-------- Extracted entries

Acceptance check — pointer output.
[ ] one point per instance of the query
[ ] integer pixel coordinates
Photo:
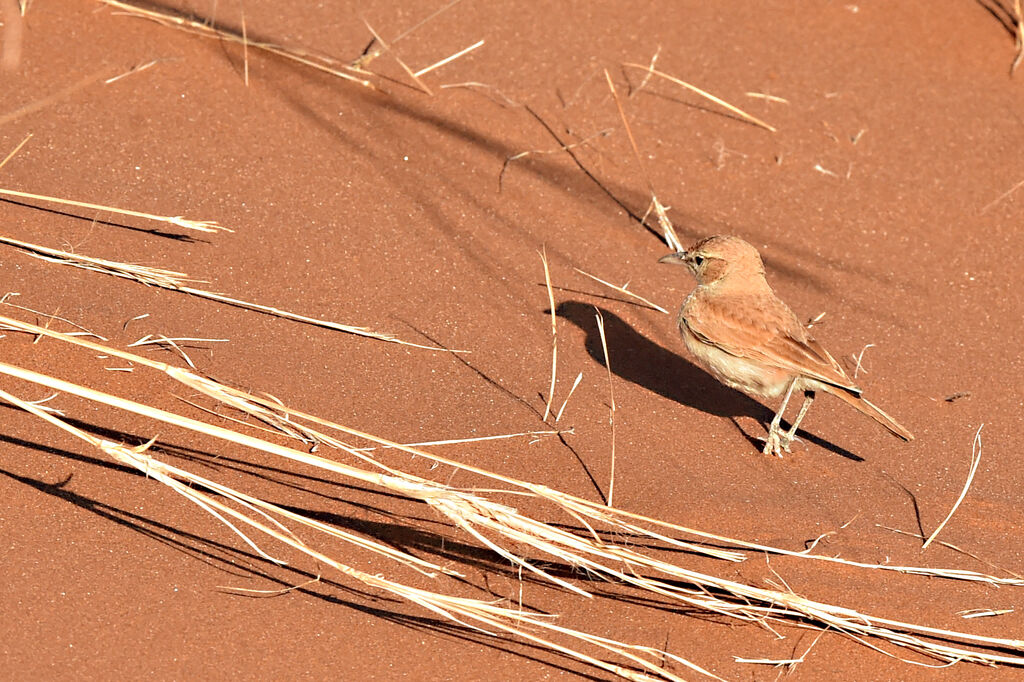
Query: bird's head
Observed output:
(714, 258)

----------------

Objective: Reprint all the rows with "pixel" swapped for "image" and everything else unchanged. Leave the pictures out.

Solved problem:
Acceptance check — pointer output.
[ ] one point per instance of the query
[ ] integer image coordinates
Photo:
Query: bird's head
Observed output:
(714, 258)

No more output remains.